This page is no longer actively maintained. (Pardon?)
This article tries to act as an introduction to the climate in which Soviet-Russian cameras were produced, and to explain how some of their commonly known traits, such as their ruggedness, simplicity and old-fashioned engineering, were a product of the system in which they were produced. I want to provide a backdrop against which to judge them, and maybe also show why I find them fascinating to collect. My view of the Soviet-Russian economical system is very much based on the simplified form in which I learnt it in high school, and also by the popular view of the Soviet-Russian economy, which probably isn't very accurate in the details. Perhaps this article also isn't very true to the details, but I hope it gets the main idea across.
After the Revolution of November 1917, one of the projects the Communist government undertook in Russia was collectivisation. Another was industrialisation. Both aimed to form Russia from a feudal state into a modern country that could compete with other developed nations. A new economic principle was also introduced, that of the 'plan market'. It's this principle that governed a lot of everyday life in the Soviet Union and also a lot of characteristics of Soviet cameras. Basically an alternative to the free market system of the west, it prescribed a top-down economy.
In western countries, the approach was bottom-up: in a free-market arena set up and controlled by the government, manufacturers competed for the customer's favor. The strength of the free market system is that it encourages competition and natural selection: cricital consumers winnow out those manufacturers that produce inferior or overpriced goods, and reward those that innovate. The theoretical result is cheap and superior products. In practice the 'superior' part is not always as true, and the system tends to lead to overproduction and -consumption.
In the Soviet Union however, there was no arena for customer-manufacturer interaction: the state kept tight control over production facilities and the internal market. It did this by tuning production to perceived need, to ensure that everyone got his share and all available raw materials were used as wisely as possible. The institution that synchronized all this was the Moscow-based GOSPLAN, a giant bureaucratic organisation otherwise known as the Plan Bureau. Ideally it was assumed to be omniscient: to do its job, it had to be aware of all the needs and wishes of every individual person. Of course, this was principle. In practice, things went a bit more... pragmatically. The Soviet Union was infamous for its many factories that would receive a monthly order from the Plan Bureau, slack off in producing the order during the first few weeks of the month (because there wasn't really any incentive to working harder than anyone else, because you weren't rewarded for it anyway), and then panic during the last week or so and churn out loads of partly defective products, just to meet the requirements. This was so blatant that the Russian population even learnt how to distinguish, from the serial numbers, products made in the last weeks of a month and ignore them for better ones. Also, there are many accounts of one product being overly abundant when not needed, and some other, usually more essential, product being very scarce.

* [Information supplied]:
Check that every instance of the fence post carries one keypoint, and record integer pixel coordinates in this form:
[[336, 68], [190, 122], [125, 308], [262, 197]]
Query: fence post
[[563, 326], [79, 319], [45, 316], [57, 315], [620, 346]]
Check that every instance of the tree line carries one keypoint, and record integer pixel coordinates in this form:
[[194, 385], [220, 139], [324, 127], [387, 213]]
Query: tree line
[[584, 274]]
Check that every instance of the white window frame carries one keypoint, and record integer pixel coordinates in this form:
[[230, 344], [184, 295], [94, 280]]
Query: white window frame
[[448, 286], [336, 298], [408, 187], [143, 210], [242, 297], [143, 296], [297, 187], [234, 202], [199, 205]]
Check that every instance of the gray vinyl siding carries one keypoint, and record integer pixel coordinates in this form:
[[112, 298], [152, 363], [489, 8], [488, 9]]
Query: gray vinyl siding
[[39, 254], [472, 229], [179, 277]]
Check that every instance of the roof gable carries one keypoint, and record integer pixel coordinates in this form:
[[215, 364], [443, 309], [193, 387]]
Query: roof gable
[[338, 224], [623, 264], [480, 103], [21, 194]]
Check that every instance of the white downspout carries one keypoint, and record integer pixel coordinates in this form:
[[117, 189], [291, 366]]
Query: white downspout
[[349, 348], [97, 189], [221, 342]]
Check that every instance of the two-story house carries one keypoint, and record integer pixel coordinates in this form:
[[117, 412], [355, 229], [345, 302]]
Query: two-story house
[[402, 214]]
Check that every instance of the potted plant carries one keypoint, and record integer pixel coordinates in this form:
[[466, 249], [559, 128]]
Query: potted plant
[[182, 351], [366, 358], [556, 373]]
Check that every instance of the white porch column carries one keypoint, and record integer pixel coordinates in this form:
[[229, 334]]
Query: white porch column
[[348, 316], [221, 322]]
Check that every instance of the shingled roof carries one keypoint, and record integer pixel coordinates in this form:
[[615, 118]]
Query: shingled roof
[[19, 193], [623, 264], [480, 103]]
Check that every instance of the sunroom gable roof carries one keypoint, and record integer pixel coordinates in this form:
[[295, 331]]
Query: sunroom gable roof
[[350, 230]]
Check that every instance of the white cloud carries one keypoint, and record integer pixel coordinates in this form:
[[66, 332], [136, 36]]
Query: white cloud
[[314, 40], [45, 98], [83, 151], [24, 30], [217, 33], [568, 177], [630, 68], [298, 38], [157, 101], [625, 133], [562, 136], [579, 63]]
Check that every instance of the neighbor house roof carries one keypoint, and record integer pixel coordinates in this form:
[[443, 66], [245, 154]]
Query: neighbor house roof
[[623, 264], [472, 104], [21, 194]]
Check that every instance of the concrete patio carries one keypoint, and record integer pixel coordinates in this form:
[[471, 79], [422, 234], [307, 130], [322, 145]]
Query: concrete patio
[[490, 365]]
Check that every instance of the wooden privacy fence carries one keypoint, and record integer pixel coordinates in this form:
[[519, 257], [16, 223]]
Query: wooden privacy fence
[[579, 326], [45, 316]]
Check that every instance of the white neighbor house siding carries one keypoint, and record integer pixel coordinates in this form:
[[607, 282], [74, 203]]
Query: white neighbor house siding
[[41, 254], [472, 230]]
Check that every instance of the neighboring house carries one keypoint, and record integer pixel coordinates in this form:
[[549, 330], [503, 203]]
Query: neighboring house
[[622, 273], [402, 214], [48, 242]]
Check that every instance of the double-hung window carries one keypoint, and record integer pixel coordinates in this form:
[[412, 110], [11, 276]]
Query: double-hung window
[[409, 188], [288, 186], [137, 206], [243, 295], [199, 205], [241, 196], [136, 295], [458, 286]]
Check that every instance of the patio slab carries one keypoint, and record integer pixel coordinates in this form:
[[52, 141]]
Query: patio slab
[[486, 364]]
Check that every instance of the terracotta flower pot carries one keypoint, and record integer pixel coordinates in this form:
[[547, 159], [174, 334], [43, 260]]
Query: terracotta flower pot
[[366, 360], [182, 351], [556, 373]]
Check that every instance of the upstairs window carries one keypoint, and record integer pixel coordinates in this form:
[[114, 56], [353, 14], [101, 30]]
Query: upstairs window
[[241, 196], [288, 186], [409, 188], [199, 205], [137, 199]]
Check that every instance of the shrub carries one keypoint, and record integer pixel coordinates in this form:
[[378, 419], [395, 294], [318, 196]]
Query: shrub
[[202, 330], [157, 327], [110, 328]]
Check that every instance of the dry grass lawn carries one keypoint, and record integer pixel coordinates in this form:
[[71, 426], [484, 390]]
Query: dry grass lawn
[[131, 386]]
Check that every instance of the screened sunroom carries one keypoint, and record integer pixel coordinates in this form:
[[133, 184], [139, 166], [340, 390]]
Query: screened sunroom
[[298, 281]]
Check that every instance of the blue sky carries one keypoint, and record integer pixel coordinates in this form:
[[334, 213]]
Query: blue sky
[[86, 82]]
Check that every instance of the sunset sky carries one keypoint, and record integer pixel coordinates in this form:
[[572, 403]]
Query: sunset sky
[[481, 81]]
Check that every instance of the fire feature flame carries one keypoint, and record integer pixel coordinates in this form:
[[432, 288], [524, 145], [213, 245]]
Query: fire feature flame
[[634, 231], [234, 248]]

* [What to work on]:
1 > In the article on Soviet-Russian cameras, what was the name of the Moscow-based organisation that synchronized production?
2 > Collect every line of the listing that contains the string "vinyl", matching case exactly.

* [Exercise responses]:
1 > GOSPLAN, also known as the Plan Bureau.

2 >
Check that every instance of the gray vinyl siding carries one keypoint, and record integer pixel coordinates in this form:
Query: gray vinyl siding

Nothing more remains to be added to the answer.